** Opening Records for the exercise block **

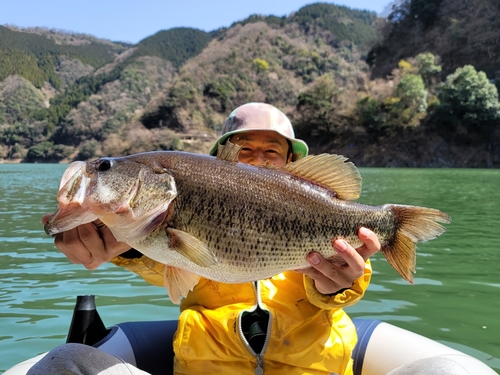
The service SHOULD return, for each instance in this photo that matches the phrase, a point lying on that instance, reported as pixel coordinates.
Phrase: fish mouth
(71, 211)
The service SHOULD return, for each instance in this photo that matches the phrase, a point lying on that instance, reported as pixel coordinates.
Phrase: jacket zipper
(259, 369)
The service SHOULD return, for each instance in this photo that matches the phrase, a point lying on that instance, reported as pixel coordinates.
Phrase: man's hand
(330, 277)
(89, 244)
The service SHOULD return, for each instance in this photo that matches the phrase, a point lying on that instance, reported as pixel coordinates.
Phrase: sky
(133, 20)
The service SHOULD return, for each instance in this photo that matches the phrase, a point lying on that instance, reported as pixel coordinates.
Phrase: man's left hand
(331, 277)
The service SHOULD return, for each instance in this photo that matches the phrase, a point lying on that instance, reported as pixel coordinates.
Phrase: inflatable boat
(381, 347)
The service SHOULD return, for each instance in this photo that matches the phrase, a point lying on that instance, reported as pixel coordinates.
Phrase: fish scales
(232, 222)
(268, 226)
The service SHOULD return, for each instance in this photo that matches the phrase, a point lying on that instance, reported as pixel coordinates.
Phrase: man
(291, 323)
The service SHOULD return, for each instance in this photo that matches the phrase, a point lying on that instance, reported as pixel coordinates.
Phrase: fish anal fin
(191, 248)
(331, 171)
(228, 151)
(179, 282)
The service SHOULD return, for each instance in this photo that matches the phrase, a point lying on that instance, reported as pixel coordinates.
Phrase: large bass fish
(231, 222)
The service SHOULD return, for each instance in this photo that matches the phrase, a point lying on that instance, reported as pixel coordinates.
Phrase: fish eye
(105, 165)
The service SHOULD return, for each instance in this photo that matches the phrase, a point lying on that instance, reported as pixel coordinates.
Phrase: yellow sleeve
(150, 270)
(346, 297)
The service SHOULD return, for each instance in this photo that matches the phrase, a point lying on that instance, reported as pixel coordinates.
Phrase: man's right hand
(89, 244)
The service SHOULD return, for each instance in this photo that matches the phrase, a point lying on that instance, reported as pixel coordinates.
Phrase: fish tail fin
(179, 282)
(413, 225)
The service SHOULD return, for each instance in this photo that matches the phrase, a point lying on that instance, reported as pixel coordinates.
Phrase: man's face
(261, 146)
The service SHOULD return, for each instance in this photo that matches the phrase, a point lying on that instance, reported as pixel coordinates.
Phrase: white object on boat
(382, 347)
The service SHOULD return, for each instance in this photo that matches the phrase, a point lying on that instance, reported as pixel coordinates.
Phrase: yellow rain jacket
(308, 332)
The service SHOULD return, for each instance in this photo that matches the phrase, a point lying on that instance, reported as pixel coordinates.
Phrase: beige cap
(261, 116)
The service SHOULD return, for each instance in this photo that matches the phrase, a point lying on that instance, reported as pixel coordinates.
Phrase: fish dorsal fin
(228, 151)
(191, 248)
(331, 171)
(179, 282)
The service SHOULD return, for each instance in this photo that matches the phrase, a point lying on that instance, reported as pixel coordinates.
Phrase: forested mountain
(381, 91)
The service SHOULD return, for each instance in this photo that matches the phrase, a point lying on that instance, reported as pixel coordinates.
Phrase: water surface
(454, 299)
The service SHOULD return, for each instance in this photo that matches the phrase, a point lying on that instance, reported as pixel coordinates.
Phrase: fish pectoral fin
(228, 151)
(331, 171)
(191, 248)
(179, 282)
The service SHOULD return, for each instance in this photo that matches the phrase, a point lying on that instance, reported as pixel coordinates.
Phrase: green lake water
(455, 298)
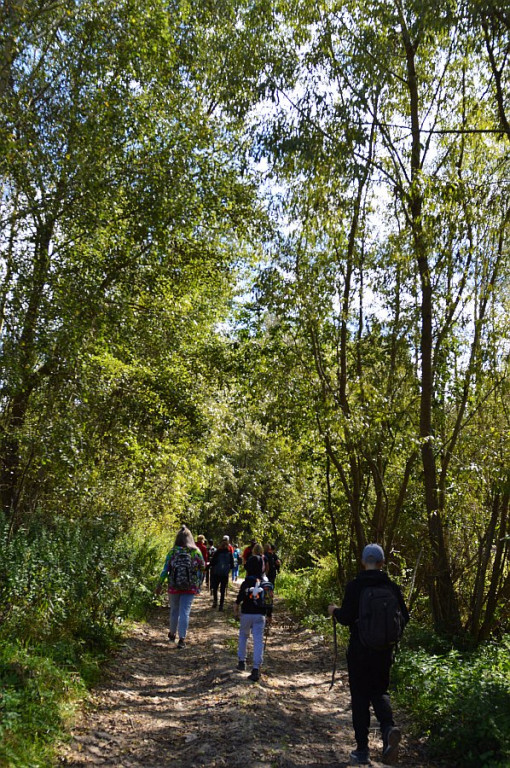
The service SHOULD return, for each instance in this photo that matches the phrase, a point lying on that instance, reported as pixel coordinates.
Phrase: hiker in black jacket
(369, 669)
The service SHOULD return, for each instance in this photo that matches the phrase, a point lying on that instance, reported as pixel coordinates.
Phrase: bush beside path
(160, 706)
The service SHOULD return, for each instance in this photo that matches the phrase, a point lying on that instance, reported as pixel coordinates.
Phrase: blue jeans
(254, 623)
(180, 609)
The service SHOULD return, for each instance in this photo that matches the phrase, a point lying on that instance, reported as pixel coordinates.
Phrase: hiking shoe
(359, 757)
(391, 740)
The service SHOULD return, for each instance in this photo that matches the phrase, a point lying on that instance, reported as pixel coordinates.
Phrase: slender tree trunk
(443, 597)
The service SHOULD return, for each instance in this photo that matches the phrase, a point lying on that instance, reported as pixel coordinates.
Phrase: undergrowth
(65, 591)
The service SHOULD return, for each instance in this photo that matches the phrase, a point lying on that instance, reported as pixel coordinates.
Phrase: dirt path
(160, 706)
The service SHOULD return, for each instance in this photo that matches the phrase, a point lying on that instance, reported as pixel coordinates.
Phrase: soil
(162, 706)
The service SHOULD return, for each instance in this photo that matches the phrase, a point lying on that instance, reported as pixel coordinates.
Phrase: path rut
(162, 706)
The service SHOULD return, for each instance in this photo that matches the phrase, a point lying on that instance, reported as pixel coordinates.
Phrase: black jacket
(348, 612)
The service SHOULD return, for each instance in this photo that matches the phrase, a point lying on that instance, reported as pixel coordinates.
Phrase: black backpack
(258, 593)
(181, 571)
(380, 623)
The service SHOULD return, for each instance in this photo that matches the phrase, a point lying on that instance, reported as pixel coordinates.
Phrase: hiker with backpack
(255, 603)
(183, 571)
(374, 610)
(237, 559)
(222, 563)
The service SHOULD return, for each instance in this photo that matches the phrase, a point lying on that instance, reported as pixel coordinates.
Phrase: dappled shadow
(160, 706)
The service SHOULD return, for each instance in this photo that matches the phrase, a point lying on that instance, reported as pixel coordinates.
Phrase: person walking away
(256, 609)
(183, 568)
(205, 554)
(247, 551)
(374, 610)
(211, 549)
(258, 551)
(237, 559)
(222, 563)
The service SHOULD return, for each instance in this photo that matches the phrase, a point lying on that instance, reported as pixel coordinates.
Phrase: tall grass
(65, 590)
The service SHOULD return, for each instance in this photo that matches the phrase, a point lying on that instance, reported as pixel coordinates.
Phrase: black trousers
(369, 678)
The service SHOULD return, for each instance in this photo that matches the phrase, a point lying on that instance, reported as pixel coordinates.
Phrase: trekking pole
(335, 645)
(266, 633)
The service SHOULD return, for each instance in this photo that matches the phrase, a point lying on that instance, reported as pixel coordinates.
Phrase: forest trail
(160, 706)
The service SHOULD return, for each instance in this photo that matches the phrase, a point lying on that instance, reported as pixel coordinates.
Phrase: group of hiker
(373, 608)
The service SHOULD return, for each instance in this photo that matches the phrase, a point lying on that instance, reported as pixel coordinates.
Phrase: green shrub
(65, 589)
(309, 591)
(461, 701)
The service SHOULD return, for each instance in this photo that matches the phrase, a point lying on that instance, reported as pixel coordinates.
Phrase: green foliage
(64, 591)
(461, 701)
(36, 700)
(308, 592)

** Closing Records for the exercise block **

:: Work instruction ::
Write out the records once more, exactly as they stand, with no images.

:: Result for this exercise ::
The service SHOULD return, for each instance in this photo that matches the phrase, a point lying on that instance, reported as pixel coordinates.
Phrase: fish mouth
(71, 211)
The service SHOULD return, for each instance in this photo that matches the phrase, a point lying on that instance, reported as pixel coordinates.
Phrase: jacket zipper
(259, 369)
The service SHOULD return, for each instance in this photo that matches the phrase, a point lying on that instance, reported as pixel coordinates.
Phrase: man's hand
(330, 277)
(89, 244)
The service SHOULD return, for each instance in this photo that matches the phrase, a point lying on that instance, reported as pixel coordinates.
Phrase: sky
(133, 20)
The service SHOULD return, for each instance in this photo that matches the phrase, a point lying on that instance, reported as pixel coordinates.
Phrase: man's left hand
(331, 277)
The service SHOULD return, for each instance in this photo that matches the phrase, a point lying on that instance, reported as pixel coordinates.
Phrase: inflatable boat
(381, 347)
The service SHOULD return, for each instance in this photo that matches the phrase, a point lying on that instance, reported as pixel coordinates.
Phrase: fish scales
(232, 222)
(268, 226)
The service SHOULD return, for each instance in this photo that matches the phrase, a point lying on that instance, reported as pixel coordinates.
Phrase: man
(291, 323)
The service SHOULD return, for each instance in this photo that matches the phrase, a point lying on that instance, reported as pixel coordinates.
Phrase: fish anal fin
(191, 248)
(331, 171)
(228, 151)
(179, 282)
The service SHOULD return, for each instance in this photo that matches the phrase, a point lying on that instance, reported as pixel coordinates.
Phrase: large bass fish
(231, 222)
The service SHOULD return, for each instance in this photo that matches the phrase, a point lying on that instance, reported as pixel coordinates.
Phrase: fish eye
(105, 165)
The service SHOULD return, for each instance in this photo that matches the phrase, a point lying on that instance, reported as pixel coordinates.
Phrase: yellow sleeve
(150, 270)
(346, 297)
The service SHOULD return, for each instance in this photo that matches the phrase, a point lying on that instance, reported as pixel coordinates.
Phrase: man's right hand
(89, 244)
The service SHOULD return, for each instance in this photo that matches the phrase, a point lying on that instance, reported as pixel coordinates.
Phrase: fish tail fin
(179, 282)
(413, 225)
The service SHOULD return, for each instance in this photo that matches the phrase, a point lying on that instance, reported as pixel coordinates.
Phrase: man's face
(261, 146)
The service SHOULD return, for each instance in this photo that matches the phrase, a point lying on that instance, reported as pixel coordinates.
Phrase: white object on boat
(382, 347)
The service SHOULD return, for each instance in this photo that matches the phrase, a point lying on that instance, reported as pixel coordinates.
Phrase: yellow rain jacket
(308, 332)
The service SHOULD return, for each instance in this photo that matches the phrase, a point lying on that instance, reported as pixel coordinates.
Phrase: beige cap
(261, 116)
The service SHOULD return, for each instance in this photo that matches the phrase, a point lying on that instance, reported as pixel coordinates.
Phrase: fish dorsal fin
(228, 151)
(191, 248)
(331, 171)
(179, 282)
The service SHOULD return, for each instance in this photo that matches the phrase, a point lying on that instance, reported as pixel coordinates.
Phrase: forested mountain
(381, 91)
The service SHOULD return, for each instance in this photo that matches the phrase, a point lying on that instance, reported as pixel coordinates.
Phrase: water surface
(454, 299)
The service SHOULD return, for each instance in this photo that matches the phrase, a point lying on that instance, reported as pixel coordinates.
Phrase: fish pectoral fin
(228, 151)
(331, 171)
(191, 248)
(179, 282)
The service SHOULD return, for each instance in this photo that matches the phrase, a point lying on that instance, reported as pixel coordinates.
Phrase: green lake water
(455, 298)
The service SHOULD return, for each instance in this photo that matches the phrase, a point lying on that instance, reported as pixel coordinates.
Phrase: hiker in black jacket
(369, 669)
The service SHOULD return, for each instance in this photo that matches the phrase, a point lying on that instance, reported as pixel coordinates.
Phrase: bush beside path
(160, 706)
The service SHOULD return, for each instance in this photo that matches the phrase, a point lying on that instance, reported as pixel coordinates.
Phrase: blue jeans
(254, 623)
(180, 609)
The service SHOULD return, for each instance in this photo that matches the phrase, a point lying on that instance, reported as pixel coordinates.
Phrase: hiking shoe
(359, 757)
(391, 740)
The service SHOULD return, for each instance in this photo that matches the phrase, a point lying on that instance, reported as pixel coordinates.
Phrase: slender tree trunk
(443, 597)
The service SHOULD return, for each instance in this photo that matches the phrase, a point lying on that instance, reported as pixel coordinates.
Phrase: undergrowth
(65, 591)
The service SHOULD return, for each instance in this photo that matches the phrase, a point lying on that instance, reported as pixel coordinates.
Phrase: dirt path
(160, 706)
The service SHOULD return, for each instance in this photo that matches the phrase, a point lying on that instance, reported as pixel coordinates.
Phrase: soil
(162, 706)
The service SHOULD return, for each instance in this photo that matches the phrase, a point lying on that instance, reported as pixel coordinates.
Phrase: path rut
(162, 706)
The service SHOULD return, for each instance in this photo that matches the phrase, a point lying on that instance, reported as pixel coordinates.
Phrase: black jacket
(348, 612)
The service SHOULD return, for each instance in this photo that matches the phrase, a point lying on that instance, reported as pixel coordinates.
Phrase: black backpack
(258, 593)
(181, 571)
(380, 623)
The service SHOULD return, for each instance in this photo that matches the phrase, a point lying on that instance, reported as pixel coordinates.
Phrase: hiker with backpack
(255, 603)
(183, 571)
(374, 610)
(237, 559)
(222, 563)
The service SHOULD return, for each instance in this photo that matches the phrase, a point lying on that instance, reported as pixel coordinates.
Phrase: dappled shadow
(160, 706)
The service SHOULD return, for each instance in this photo that matches the phrase, a point lying on that instance, reported as pixel coordinates.
Phrase: person walking away
(256, 609)
(183, 568)
(205, 554)
(247, 551)
(374, 610)
(211, 549)
(258, 551)
(237, 559)
(222, 563)
The service SHOULD return, for each instance in this photo that matches the phrase, a point lying on that instance, reported as pixel coordinates.
Phrase: tall grass
(65, 590)
The service SHOULD return, for each instance in this photo that matches the phrase, a point lying on that instance, reported as pixel coordinates.
Phrase: black trousers
(369, 678)
The service SHOULD return, for each instance in this photo that matches the phrase, a point lying on that instance, reported as pixel coordinates.
Phrase: trekking pole
(335, 645)
(266, 633)
The service SHOULD return, for each instance in this photo that matches the phrase, a point lying on that instance, reported as pixel coordinates.
Phrase: forest trail
(160, 706)
The service SHOULD return, for each instance in this photo that matches the phrase, a point lying on that instance, reported as pixel coordinates.
Phrase: group of hiker
(373, 608)
The service SHOULD return, for each instance in this photo that matches the phrase, a point lying on that instance, reported as pixel coordinates.
Phrase: green shrub
(65, 589)
(309, 591)
(461, 701)
The service SHOULD return, for each instance in this photo that matches the phrase, a point lying on that instance, reported as pixel coordinates.
Phrase: green foliage
(64, 591)
(461, 701)
(36, 700)
(308, 592)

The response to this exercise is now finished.